Problem details: Find every line in the records below that contains the string "mountain", and copy each of those lines. Matching is case-sensitive.

>> BEGIN

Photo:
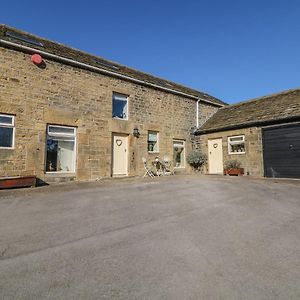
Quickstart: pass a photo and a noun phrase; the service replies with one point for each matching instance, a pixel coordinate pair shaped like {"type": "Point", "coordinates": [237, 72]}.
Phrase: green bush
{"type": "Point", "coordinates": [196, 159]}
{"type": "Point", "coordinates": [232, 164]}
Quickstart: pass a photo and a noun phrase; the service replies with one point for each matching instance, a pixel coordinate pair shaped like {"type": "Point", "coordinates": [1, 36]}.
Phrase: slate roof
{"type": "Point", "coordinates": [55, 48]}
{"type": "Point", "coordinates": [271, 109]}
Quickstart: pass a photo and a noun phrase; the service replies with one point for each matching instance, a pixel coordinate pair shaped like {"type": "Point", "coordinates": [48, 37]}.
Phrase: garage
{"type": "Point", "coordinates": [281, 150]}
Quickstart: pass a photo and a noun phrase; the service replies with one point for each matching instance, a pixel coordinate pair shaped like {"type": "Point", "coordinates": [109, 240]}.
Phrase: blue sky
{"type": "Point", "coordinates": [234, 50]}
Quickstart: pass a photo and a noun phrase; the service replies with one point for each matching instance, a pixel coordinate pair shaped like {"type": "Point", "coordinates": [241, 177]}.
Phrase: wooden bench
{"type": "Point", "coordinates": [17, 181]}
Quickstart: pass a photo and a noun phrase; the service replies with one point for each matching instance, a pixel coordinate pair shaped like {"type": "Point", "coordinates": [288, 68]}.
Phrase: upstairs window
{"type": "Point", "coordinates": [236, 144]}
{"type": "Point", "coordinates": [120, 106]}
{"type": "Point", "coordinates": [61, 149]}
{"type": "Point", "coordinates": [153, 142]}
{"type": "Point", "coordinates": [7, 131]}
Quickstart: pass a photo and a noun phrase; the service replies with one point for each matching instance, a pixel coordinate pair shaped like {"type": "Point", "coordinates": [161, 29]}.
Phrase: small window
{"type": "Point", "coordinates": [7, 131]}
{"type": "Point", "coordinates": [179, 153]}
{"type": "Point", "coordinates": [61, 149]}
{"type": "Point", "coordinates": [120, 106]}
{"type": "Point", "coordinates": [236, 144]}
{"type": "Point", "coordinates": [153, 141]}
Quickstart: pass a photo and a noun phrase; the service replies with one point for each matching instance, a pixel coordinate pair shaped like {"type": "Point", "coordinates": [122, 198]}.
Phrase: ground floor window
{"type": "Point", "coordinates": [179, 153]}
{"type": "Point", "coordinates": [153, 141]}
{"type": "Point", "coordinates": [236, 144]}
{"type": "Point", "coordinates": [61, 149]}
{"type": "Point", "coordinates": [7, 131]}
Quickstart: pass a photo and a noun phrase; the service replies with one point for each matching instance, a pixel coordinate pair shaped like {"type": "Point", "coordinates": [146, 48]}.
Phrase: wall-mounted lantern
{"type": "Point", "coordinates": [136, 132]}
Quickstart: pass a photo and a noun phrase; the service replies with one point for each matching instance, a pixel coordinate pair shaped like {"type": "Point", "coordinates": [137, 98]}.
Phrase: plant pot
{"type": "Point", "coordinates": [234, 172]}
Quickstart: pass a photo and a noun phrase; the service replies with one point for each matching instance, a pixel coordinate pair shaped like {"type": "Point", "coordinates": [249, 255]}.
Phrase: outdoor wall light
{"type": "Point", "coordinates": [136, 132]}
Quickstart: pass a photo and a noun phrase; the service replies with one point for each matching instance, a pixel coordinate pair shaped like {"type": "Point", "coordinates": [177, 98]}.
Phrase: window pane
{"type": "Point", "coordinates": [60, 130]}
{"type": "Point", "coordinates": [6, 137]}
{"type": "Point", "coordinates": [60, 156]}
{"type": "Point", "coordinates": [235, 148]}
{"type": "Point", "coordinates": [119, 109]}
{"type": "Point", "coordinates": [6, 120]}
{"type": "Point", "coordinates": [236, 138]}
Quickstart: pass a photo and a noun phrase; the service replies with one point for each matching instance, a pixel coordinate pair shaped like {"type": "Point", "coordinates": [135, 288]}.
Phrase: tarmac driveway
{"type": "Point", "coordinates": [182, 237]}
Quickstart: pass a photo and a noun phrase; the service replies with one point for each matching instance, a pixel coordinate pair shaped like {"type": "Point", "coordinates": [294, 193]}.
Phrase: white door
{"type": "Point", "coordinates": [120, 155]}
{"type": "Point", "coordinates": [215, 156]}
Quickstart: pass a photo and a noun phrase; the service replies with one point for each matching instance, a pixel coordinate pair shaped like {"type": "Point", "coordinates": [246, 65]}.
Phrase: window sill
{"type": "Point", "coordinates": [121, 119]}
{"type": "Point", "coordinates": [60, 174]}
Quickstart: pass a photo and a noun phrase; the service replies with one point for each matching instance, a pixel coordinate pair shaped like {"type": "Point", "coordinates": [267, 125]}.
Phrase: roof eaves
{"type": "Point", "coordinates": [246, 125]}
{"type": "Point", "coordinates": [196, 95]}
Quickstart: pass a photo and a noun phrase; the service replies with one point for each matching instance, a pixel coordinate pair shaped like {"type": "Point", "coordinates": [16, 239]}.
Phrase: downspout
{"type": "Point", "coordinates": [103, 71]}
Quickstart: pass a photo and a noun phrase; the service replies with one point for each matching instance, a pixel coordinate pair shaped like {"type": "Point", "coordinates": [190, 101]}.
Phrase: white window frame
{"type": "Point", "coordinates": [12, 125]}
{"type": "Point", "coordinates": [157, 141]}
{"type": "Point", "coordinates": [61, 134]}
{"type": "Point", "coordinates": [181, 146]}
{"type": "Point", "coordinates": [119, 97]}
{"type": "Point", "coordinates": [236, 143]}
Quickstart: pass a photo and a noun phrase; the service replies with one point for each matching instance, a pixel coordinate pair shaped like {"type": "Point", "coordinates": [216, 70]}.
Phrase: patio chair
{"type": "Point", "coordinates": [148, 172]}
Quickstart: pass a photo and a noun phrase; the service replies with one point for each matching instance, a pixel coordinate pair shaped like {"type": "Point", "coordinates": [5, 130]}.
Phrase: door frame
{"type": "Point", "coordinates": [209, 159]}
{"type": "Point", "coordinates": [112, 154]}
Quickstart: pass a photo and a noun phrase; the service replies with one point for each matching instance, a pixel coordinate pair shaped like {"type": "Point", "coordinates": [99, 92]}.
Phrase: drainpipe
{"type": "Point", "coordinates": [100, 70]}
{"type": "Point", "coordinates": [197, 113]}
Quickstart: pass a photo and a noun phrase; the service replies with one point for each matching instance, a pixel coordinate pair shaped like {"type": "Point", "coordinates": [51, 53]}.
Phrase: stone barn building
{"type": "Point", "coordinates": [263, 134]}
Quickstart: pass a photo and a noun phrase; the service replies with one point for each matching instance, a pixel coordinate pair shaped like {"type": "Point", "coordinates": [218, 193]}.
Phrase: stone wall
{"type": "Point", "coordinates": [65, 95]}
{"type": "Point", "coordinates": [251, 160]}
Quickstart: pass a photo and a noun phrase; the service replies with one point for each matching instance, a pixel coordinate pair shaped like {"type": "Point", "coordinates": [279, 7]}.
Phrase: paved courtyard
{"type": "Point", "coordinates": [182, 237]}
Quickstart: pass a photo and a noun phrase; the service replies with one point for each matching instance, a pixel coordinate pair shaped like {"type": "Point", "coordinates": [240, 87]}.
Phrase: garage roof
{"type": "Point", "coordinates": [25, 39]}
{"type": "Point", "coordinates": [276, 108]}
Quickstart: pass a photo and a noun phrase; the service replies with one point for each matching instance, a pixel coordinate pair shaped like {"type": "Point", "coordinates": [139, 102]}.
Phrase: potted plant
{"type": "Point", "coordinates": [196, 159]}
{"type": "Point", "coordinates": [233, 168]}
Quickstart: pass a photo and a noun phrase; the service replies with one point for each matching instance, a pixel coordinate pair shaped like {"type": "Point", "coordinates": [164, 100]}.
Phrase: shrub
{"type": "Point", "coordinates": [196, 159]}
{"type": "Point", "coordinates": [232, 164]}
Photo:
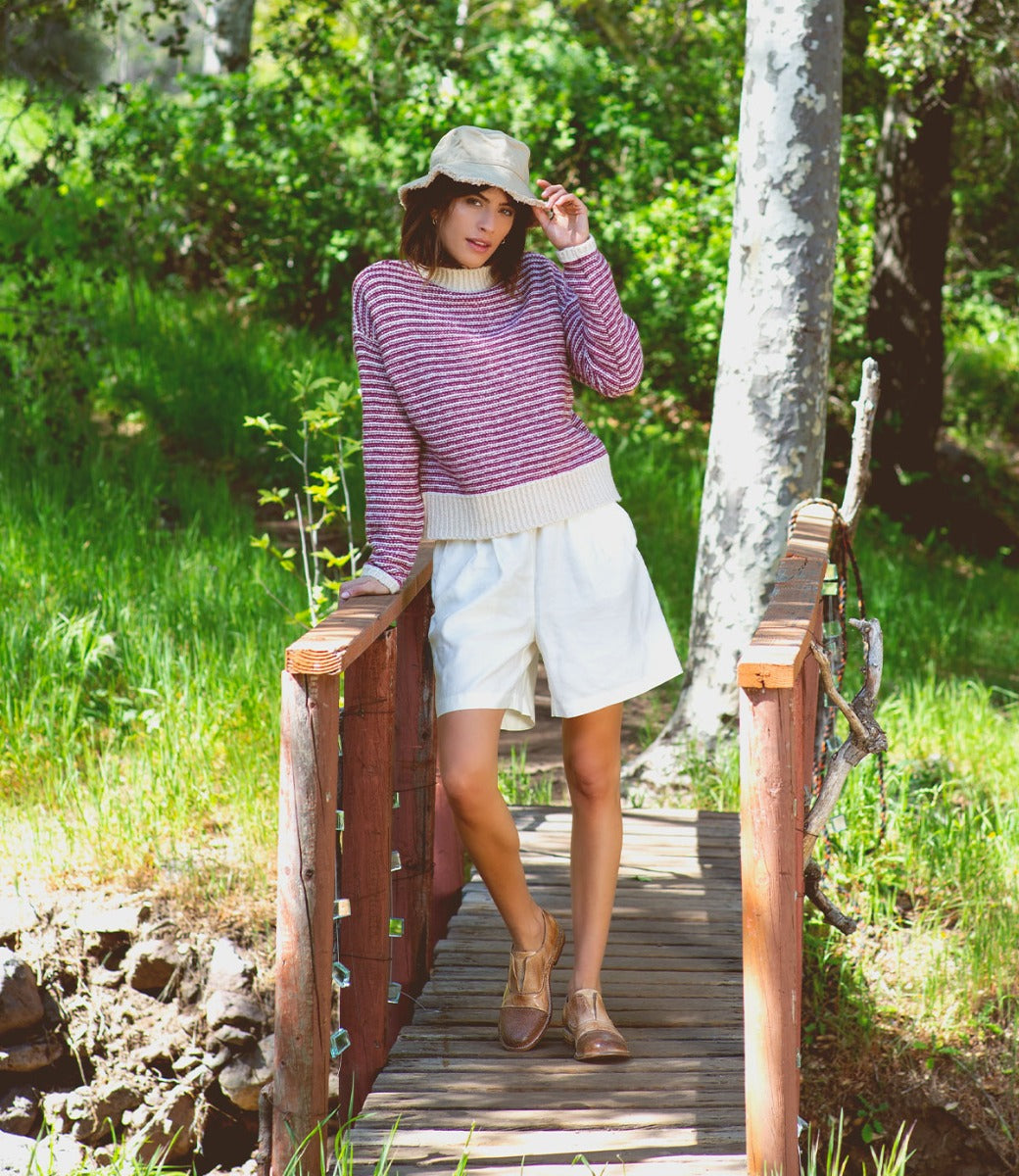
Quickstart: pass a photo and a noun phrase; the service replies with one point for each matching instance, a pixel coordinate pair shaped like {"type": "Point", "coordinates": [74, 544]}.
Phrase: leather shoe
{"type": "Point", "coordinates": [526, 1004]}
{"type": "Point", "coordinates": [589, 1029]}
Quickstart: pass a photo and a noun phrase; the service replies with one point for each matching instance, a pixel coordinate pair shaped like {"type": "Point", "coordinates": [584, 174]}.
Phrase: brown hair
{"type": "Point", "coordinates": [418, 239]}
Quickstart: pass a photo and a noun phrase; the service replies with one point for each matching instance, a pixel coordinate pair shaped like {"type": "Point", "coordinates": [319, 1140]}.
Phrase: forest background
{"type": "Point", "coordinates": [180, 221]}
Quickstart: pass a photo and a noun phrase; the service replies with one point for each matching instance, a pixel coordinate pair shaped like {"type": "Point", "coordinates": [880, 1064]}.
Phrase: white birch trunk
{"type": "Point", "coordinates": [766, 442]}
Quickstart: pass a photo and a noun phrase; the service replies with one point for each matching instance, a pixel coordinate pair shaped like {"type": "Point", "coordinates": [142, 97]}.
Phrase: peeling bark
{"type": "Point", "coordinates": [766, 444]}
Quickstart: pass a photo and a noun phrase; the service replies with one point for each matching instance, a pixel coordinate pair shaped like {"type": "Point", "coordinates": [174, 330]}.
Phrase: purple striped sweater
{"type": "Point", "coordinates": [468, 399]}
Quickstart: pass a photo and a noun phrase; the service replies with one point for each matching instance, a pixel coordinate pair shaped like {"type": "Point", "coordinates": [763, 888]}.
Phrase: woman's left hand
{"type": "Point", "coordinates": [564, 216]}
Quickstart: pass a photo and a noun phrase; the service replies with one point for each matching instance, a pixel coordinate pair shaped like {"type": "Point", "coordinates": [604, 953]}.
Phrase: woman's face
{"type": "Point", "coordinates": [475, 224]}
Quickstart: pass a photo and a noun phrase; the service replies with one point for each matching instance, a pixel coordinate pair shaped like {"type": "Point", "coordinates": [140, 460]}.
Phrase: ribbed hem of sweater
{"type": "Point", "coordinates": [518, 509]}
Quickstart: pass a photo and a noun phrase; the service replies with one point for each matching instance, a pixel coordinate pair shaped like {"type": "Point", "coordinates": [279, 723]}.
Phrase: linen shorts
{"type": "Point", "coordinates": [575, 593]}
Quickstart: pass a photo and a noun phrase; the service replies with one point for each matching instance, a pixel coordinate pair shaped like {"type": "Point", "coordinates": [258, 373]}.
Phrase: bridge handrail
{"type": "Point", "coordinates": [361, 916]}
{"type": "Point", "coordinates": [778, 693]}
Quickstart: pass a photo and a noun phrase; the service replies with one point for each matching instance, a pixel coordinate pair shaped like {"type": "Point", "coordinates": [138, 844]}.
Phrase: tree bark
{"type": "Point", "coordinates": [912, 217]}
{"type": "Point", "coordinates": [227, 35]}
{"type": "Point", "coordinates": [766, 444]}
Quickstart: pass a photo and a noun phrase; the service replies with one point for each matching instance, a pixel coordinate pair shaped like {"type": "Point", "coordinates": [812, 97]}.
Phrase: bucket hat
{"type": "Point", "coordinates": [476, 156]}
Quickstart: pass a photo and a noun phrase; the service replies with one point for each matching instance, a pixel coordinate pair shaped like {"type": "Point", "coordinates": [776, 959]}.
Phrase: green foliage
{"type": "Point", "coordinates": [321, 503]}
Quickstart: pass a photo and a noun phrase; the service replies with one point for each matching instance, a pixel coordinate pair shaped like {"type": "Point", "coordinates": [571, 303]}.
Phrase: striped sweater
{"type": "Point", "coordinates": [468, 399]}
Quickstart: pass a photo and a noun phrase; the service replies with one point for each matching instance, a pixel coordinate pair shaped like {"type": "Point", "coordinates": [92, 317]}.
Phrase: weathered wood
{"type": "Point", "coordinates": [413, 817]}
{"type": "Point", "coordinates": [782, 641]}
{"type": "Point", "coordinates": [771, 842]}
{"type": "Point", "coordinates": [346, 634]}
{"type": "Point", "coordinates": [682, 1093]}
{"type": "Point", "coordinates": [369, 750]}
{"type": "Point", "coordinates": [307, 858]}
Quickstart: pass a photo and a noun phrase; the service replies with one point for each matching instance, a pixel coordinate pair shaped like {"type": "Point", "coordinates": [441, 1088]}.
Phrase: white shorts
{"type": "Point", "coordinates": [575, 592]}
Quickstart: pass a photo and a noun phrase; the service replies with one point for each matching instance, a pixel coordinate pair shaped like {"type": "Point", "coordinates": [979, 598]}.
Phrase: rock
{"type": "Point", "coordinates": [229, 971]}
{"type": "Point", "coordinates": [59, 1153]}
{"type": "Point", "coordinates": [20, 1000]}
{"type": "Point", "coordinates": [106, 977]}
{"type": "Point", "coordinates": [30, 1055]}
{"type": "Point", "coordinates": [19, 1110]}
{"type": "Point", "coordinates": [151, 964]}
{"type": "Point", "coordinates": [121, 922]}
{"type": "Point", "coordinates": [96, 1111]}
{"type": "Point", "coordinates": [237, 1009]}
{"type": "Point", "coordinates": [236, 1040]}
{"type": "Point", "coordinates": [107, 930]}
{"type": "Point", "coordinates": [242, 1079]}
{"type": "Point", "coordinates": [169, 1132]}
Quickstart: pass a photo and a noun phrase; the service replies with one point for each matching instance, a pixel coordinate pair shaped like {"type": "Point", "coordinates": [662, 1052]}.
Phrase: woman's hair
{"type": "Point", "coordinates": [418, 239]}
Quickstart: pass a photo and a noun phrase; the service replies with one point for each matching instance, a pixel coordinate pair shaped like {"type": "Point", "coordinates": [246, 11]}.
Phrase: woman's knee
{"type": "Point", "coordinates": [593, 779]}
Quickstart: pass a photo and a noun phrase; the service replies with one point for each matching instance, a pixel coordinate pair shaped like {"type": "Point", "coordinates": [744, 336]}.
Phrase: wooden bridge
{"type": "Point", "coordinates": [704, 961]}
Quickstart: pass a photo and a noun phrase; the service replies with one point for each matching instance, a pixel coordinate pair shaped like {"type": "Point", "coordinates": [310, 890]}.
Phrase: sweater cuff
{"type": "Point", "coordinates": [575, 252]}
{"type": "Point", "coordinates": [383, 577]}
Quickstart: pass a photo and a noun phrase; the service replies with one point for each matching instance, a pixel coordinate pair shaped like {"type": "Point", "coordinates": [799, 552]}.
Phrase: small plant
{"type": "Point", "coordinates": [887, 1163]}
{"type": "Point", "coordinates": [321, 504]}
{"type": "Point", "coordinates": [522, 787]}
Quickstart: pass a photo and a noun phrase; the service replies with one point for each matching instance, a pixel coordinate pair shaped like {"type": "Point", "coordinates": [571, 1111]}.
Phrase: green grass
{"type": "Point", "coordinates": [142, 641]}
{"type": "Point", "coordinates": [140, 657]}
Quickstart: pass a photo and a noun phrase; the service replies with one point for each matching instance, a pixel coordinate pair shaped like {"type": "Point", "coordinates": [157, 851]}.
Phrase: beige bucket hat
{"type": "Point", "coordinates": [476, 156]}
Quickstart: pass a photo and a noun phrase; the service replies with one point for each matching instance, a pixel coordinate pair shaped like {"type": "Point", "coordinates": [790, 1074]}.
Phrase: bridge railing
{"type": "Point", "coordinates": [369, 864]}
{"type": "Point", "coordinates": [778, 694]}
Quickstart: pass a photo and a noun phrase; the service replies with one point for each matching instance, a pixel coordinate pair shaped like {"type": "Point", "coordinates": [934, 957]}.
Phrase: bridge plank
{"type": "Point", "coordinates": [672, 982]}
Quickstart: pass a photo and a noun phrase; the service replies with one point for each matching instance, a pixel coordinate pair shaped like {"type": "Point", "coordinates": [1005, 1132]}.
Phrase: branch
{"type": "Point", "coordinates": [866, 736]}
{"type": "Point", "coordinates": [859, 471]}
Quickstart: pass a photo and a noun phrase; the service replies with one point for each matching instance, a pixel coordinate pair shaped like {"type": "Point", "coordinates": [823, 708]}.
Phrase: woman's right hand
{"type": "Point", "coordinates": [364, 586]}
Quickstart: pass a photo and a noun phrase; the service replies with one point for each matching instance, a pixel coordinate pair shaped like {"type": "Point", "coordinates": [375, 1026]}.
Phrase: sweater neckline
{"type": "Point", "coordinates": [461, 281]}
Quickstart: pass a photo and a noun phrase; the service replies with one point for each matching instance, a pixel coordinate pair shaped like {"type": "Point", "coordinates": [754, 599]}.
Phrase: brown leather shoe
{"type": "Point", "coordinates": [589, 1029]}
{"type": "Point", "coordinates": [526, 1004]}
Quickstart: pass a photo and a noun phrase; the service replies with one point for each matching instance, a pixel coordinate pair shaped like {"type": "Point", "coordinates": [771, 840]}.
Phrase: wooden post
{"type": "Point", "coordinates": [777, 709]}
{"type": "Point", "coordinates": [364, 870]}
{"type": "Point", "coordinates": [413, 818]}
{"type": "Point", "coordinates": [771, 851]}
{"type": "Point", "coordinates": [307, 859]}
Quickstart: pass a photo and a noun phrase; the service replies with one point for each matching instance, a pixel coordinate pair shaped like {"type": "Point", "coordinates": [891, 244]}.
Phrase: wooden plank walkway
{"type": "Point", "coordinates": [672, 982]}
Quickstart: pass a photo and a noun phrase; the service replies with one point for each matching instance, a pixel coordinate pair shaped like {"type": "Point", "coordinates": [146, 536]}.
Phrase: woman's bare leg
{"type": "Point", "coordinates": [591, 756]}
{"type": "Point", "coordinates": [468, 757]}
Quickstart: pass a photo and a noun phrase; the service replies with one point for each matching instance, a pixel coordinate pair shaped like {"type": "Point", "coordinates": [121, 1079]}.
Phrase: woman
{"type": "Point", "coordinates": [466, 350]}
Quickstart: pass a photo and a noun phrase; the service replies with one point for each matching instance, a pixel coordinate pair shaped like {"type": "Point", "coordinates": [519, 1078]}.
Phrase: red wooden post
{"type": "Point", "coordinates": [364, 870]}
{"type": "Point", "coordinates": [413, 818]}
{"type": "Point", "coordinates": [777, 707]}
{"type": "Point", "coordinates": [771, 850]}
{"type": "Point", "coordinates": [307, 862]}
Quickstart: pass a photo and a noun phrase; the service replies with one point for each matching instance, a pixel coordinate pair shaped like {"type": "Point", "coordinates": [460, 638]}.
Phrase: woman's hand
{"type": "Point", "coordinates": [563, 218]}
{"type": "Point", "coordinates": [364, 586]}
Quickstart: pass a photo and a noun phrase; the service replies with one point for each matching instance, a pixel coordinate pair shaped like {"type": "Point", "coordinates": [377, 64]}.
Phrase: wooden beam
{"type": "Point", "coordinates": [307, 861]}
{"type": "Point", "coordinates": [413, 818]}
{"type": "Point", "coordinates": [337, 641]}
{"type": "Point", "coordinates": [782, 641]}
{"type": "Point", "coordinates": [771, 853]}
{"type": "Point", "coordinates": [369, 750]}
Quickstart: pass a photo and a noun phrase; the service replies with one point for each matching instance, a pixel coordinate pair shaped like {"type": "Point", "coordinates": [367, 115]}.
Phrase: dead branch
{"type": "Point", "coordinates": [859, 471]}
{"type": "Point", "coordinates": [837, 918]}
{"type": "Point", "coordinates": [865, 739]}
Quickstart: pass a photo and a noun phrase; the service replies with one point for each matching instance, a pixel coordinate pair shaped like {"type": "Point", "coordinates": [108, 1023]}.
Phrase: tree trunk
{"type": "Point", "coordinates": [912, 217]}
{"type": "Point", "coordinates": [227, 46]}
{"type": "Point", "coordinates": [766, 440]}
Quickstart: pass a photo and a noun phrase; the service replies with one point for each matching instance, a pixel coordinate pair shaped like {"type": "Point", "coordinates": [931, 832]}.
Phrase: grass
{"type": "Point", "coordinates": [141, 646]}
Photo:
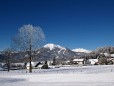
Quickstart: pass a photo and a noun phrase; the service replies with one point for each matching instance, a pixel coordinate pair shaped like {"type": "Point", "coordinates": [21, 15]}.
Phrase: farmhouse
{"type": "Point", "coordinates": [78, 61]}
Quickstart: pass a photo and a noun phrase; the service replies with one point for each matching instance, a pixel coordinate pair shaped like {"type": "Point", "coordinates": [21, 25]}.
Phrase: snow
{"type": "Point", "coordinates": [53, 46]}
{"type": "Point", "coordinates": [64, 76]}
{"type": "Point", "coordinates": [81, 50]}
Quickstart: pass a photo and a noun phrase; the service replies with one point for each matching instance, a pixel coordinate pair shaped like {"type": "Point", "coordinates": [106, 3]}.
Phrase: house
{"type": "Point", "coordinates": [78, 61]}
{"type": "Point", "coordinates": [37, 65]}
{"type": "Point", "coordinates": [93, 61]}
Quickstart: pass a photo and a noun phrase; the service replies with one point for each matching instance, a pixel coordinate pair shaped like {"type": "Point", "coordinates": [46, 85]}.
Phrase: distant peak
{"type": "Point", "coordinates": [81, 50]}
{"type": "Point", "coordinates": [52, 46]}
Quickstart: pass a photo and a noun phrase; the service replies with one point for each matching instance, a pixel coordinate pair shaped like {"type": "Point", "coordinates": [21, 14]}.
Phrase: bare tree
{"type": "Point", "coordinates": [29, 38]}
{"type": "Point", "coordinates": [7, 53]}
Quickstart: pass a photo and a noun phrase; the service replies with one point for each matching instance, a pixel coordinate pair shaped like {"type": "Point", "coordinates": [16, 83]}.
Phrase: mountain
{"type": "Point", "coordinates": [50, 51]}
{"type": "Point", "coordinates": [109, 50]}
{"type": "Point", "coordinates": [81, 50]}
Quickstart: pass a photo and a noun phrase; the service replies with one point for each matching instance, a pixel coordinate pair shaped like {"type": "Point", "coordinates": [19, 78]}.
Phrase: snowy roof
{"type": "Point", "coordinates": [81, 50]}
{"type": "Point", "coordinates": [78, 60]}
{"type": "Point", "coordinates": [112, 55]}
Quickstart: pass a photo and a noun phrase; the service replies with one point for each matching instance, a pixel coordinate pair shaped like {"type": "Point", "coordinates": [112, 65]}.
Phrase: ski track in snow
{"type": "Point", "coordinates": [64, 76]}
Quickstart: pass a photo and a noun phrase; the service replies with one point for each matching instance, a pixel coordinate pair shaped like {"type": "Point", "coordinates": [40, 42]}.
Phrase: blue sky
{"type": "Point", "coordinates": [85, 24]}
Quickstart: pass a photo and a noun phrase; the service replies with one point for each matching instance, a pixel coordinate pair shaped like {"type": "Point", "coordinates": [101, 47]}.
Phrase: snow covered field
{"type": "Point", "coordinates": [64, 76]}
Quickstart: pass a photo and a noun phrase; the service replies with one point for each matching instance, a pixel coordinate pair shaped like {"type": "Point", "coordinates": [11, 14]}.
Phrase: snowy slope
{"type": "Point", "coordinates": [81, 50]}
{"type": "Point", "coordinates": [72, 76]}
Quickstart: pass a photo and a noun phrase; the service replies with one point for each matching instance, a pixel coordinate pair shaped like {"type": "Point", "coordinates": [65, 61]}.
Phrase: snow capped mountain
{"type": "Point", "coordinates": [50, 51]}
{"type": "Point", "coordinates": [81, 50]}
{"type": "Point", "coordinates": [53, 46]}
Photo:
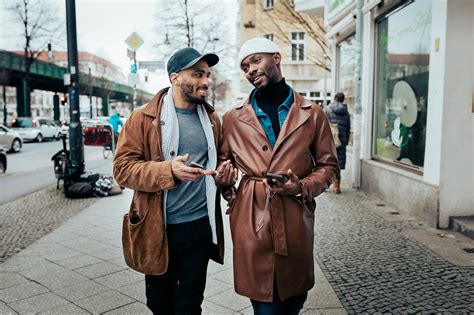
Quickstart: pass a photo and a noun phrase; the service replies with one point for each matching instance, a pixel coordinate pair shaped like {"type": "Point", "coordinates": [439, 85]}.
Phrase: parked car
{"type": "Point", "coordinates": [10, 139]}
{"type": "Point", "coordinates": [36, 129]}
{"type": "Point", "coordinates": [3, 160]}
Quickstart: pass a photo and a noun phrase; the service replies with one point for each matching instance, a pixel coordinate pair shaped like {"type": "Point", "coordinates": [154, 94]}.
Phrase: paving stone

>> END

Exercise solution:
Phrase: mountain
Phrase: snow capped mountain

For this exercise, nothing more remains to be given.